- Given passage:
As it happened, he and his wife, Sagina Kaur Hanjrah, both doctors, had been planning a trip in early 2010 to Ecuador to volunteer their medical skills in a small village. But that trip had fallen through. So by the evening of the first day following the quake, as the extent of devastation was becoming clear, the husband and wife were discussing traveling to Haiti to pitch in.

They reached out to staffers from an organization called the United Sikhs.

Both Baljinder and Sagina are Sikh-Americans, and Sagina, a family doctor in Chicago, is Medical Director for the group. United Sikhs was planning its own efforts in Port-au-Prince. The couple decided to assemble a medical relief team to assist the earthquake's injured survivors, working in Haiti from Feb. 1 through Feb. 8.

It wasn't the first time Baljinder and Sagina have offered their skills in a disaster zone. The couple has made medically related volunteer work as a regular part of their practice, including stints in Thailand following the 2004 tsunami and New Orleans after Hurricane Katrina in 2005. Sagina also worked in a tuberculosis clinic in India with several medical students of hers. Haiti was an obvious place to focus their efforts.

"Ideally, it's what you kind of want to do. I think everybody, when they start medical school, everybody has that in them that they want to do something," said Baljinder, a rehabilitation doctor with a practice near 16th and Indiana. "But we both are in specialties where we can kind of do that, we can get away a little bit."

After making the decision to go, Baljinder and Sagina began collecting medical supplies from colleagues, pharmacists and clinics, pulling together an estimated $45,000 in supplies. They gathered in New York with other volunteers, and then together flew to Santo Domingo, in the Dominican Republic.

A 10-hour drive had them in Port-au-Prince.

And then the work began.

"I would see a lot of spinal cord injuries. I saw a lot of amputations. I saw a lot of fractures and so forth that had been repaired but people had moved on," Bathla said.

"We saw a lot of people with wounds, a lot of colds. I had a lot of people living close to each other and so there was lots of diarrhea, a lot of stomach flus and things like that," Sagina said. "Everybody getting sick."

There were infections to deal with, too. Baljinder worked with recent amputees, patients who needed help using their muscles to avoid a contracture, where a muscle becomes stuck in a particular position following surgery.

Dehydration was a constant problem. During their stay in Haiti, basics were still in short supply.

"We'd go to these little tents and people would immediately get right up to us, because they think we have food or water on us," Baljinder said.

Finding patients wasn't a problem, tragically. Baljinder and Sagina networked with non-governmental organizations on the ground in Port-au-Prince, visiting the displaced persons camps that appeared following the quake. They passed out water purification tablets. They gave pregnant women birthing kits and administered Pedialyte, a rehydration medicine, to children.

Of the disaster zones where both have served, Sagina said Haiti was the worst off - a function, she said, of the country's already existing troubles.

"In Haiti, everybody's so poor. People are unemployed. There's really poor infrastructure to begin with, and you've had this earthquake," she said.

According to Baljinder, there's a huge need for tents. A rainy season would wash away the flimsy, improvised shelters survivors are calling home, presenting a new set of challenges just as the long recovery begins.

He said, he and his wife feel obligated to volunteer their abilities in disaster zones because of the immediacy of medicine.

"You have a skill set where you can go somewhere and you can do something right away. Especially when something like Haiti comes up, where there's not a big medical establishment there," he said. "It's somewhere where you're really needed, to help. I guess that's kind of why we did it."

He may travel back to Port-au-Prince this spring.

Dataset items

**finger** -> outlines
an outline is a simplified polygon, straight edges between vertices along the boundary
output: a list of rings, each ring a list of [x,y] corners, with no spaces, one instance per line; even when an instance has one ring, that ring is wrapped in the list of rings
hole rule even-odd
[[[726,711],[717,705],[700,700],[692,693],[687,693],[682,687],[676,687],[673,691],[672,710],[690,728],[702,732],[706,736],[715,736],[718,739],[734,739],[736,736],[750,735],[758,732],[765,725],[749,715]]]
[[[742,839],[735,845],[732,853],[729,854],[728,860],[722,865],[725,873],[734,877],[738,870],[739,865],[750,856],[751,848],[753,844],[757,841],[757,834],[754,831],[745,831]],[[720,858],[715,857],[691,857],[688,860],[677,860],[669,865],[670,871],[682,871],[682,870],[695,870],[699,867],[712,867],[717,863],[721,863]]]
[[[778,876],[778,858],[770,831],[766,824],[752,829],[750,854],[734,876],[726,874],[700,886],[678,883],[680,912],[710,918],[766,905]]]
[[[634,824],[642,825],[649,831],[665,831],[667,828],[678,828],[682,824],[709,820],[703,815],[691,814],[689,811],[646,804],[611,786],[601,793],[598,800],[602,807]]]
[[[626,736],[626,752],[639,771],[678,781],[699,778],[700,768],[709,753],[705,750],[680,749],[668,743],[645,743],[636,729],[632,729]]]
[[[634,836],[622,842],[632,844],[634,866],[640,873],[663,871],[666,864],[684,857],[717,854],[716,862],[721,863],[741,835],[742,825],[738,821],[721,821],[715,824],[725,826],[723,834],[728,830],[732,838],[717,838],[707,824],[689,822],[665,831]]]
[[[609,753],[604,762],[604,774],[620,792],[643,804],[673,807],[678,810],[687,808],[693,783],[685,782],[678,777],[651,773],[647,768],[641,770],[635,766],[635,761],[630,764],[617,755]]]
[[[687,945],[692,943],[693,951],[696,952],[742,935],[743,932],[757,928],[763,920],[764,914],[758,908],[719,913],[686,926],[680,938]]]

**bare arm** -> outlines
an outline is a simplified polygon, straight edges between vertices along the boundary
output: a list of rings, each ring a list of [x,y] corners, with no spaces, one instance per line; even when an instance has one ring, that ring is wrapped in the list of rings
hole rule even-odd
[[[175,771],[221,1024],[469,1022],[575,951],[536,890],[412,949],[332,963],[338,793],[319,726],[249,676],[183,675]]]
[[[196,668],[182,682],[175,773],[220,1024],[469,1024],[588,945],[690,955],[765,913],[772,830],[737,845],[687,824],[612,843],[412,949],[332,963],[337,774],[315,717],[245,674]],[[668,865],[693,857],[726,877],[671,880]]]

* * *

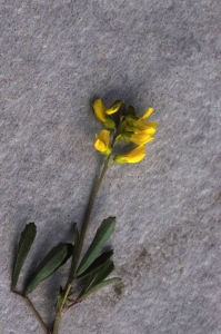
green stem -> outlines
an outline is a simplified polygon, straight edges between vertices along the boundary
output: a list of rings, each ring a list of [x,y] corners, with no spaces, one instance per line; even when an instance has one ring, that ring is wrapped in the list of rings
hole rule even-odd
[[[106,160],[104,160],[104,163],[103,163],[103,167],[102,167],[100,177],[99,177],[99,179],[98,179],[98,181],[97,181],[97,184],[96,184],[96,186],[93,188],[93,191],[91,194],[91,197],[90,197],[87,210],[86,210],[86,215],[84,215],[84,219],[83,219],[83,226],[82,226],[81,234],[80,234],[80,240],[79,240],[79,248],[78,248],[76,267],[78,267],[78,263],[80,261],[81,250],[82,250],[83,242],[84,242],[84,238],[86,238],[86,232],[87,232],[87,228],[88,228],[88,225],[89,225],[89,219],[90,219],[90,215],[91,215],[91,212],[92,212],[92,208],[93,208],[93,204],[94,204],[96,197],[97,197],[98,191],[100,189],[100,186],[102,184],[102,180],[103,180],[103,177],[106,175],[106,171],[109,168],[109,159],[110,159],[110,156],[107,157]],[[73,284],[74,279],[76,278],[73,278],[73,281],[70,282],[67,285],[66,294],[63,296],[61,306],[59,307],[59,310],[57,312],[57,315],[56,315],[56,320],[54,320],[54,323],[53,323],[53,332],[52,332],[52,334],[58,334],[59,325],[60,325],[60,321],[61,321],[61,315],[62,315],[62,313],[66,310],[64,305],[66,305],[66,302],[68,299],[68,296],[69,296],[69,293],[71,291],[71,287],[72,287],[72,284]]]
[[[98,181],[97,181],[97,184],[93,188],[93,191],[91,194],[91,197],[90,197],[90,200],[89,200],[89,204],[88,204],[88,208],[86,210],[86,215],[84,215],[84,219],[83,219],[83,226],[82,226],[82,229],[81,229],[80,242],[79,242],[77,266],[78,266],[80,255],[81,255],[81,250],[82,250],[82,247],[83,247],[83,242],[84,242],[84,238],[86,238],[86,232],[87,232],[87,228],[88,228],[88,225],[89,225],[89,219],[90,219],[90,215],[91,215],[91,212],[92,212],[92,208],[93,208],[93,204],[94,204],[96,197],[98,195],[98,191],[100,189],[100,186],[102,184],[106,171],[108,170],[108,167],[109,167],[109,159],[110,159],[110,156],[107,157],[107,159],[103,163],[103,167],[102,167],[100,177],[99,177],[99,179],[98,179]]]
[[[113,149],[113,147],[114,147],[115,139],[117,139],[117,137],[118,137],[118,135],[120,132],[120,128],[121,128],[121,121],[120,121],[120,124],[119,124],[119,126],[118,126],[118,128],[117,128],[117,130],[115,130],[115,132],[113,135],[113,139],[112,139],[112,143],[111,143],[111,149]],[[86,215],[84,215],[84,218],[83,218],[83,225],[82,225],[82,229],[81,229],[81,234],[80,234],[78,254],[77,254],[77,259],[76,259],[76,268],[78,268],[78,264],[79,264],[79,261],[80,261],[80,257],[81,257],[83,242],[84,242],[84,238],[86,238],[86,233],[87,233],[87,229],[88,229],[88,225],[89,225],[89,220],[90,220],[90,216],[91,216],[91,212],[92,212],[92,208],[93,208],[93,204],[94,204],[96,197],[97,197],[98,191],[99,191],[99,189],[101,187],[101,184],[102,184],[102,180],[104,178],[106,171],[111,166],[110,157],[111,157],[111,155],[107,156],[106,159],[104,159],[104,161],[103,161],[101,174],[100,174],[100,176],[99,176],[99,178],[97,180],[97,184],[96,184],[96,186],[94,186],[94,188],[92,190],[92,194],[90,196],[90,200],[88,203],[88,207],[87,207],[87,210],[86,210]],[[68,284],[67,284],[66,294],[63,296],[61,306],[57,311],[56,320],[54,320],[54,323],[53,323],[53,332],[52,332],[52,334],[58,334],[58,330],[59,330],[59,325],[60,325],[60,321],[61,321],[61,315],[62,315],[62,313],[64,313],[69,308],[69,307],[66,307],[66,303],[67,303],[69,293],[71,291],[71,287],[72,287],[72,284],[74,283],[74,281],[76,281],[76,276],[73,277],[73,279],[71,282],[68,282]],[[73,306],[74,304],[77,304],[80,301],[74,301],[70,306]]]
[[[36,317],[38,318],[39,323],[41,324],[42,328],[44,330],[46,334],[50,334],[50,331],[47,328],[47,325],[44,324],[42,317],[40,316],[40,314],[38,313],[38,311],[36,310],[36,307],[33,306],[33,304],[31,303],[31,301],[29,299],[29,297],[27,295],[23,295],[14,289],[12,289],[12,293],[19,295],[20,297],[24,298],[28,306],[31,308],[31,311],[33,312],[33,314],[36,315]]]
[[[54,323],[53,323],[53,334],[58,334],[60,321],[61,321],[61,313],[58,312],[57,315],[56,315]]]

- Aim of the task: Copy the passage on the doctors' relief work in Haiti verbatim, from "It wasn't the" to "focus their efforts.". Nothing in the material is needed for this work.

- Answer below:
It wasn't the first time Baljinder and Sagina have offered their skills in a disaster zone. The couple has made medically related volunteer work as a regular part of their practice, including stints in Thailand following the 2004 tsunami and New Orleans after Hurricane Katrina in 2005. Sagina also worked in a tuberculosis clinic in India with several medical students of hers. Haiti was an obvious place to focus their efforts.